=== EXERCISE BRIEF ===
Output only the stretch of the listing that starts at the line containing "positive clicks: (187, 241) (189, 250)" and ends at the line containing "positive clicks: (368, 246) (381, 236)", reproduced exactly with both ends.

· · ·

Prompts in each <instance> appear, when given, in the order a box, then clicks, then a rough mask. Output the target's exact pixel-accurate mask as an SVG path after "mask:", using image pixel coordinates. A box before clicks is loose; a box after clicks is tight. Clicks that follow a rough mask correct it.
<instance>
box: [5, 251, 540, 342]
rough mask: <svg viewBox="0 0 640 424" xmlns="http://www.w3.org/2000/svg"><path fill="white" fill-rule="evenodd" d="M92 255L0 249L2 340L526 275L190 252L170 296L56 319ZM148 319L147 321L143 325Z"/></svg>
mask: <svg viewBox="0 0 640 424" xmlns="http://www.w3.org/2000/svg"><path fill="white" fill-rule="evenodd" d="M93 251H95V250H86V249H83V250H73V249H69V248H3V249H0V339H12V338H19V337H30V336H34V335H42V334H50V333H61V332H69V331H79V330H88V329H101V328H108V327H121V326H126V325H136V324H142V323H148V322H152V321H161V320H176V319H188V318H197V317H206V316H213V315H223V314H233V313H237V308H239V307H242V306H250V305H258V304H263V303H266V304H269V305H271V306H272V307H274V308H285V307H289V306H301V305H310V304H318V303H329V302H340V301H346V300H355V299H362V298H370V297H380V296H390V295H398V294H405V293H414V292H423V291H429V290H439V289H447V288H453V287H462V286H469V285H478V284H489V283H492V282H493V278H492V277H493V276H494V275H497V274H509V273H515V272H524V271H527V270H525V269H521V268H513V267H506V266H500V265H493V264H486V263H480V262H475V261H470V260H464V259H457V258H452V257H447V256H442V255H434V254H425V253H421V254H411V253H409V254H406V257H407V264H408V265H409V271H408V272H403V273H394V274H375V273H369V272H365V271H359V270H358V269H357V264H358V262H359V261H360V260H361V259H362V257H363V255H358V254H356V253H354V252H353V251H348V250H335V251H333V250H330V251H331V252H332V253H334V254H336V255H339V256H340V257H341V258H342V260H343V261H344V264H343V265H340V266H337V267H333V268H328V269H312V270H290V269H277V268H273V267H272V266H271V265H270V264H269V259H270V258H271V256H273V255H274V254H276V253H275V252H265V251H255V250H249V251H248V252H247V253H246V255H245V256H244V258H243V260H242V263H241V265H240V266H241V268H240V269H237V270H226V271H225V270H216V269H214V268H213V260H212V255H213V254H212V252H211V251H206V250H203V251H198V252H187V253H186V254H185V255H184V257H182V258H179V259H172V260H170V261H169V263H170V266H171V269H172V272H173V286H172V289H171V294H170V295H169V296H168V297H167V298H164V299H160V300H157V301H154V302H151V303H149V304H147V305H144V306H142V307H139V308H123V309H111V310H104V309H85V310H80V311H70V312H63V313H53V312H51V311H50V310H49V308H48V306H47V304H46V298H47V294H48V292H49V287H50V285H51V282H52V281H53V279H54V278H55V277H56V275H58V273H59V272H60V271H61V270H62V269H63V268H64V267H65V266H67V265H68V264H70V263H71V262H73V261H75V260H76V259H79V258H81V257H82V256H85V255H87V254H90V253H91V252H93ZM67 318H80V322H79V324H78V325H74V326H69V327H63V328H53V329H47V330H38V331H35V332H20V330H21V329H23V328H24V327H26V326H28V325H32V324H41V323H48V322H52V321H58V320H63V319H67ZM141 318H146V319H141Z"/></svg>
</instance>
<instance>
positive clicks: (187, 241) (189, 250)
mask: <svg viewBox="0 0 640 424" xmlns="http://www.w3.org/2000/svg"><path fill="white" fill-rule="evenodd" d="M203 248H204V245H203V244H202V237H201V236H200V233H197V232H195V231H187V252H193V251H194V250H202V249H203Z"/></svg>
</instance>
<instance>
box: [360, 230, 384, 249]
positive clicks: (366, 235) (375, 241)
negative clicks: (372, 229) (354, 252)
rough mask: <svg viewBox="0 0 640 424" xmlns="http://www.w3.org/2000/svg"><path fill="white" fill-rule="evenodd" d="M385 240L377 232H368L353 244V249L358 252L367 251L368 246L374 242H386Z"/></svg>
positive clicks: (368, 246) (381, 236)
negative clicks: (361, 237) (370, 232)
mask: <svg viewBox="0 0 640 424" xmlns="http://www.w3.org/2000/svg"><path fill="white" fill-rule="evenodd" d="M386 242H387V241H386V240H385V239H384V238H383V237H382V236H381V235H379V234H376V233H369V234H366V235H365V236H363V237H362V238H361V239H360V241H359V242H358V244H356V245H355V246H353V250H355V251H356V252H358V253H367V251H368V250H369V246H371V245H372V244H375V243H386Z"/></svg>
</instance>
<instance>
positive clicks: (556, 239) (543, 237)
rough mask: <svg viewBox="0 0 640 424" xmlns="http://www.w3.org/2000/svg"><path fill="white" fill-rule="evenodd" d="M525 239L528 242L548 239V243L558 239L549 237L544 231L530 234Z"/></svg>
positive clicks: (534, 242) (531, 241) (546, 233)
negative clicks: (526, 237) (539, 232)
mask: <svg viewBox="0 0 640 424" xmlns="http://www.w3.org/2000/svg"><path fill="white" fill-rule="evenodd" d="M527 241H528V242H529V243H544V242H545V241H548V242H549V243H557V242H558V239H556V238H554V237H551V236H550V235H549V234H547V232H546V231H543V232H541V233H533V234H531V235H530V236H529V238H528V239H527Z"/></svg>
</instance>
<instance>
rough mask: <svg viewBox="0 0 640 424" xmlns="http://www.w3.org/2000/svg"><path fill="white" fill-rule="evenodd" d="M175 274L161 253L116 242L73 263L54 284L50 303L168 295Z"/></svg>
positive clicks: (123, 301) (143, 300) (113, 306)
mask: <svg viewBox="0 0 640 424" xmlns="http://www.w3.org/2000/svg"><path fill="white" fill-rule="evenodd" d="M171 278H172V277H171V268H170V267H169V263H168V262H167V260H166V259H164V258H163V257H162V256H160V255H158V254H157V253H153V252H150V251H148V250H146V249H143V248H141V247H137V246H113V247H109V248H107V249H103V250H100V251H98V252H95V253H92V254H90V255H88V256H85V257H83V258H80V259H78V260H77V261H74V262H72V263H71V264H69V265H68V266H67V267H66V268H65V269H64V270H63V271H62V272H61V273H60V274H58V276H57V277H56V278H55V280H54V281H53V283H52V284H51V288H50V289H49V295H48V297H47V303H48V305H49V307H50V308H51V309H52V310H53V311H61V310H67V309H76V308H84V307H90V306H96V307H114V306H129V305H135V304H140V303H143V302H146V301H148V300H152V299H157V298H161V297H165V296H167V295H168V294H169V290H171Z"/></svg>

· · ·

=== ANSWER SPACE ===
positive clicks: (187, 241) (189, 250)
mask: <svg viewBox="0 0 640 424" xmlns="http://www.w3.org/2000/svg"><path fill="white" fill-rule="evenodd" d="M203 248H204V245H203V244H202V237H201V236H200V233H197V232H195V231H187V252H193V251H194V250H202V249H203Z"/></svg>
</instance>
<instance>
box: [360, 230, 384, 249]
positive clicks: (366, 235) (375, 241)
negative clicks: (372, 229) (354, 252)
rough mask: <svg viewBox="0 0 640 424" xmlns="http://www.w3.org/2000/svg"><path fill="white" fill-rule="evenodd" d="M385 240L377 232H368L353 244V249L358 252L367 251L368 246L374 242H386Z"/></svg>
positive clicks: (368, 246) (381, 236)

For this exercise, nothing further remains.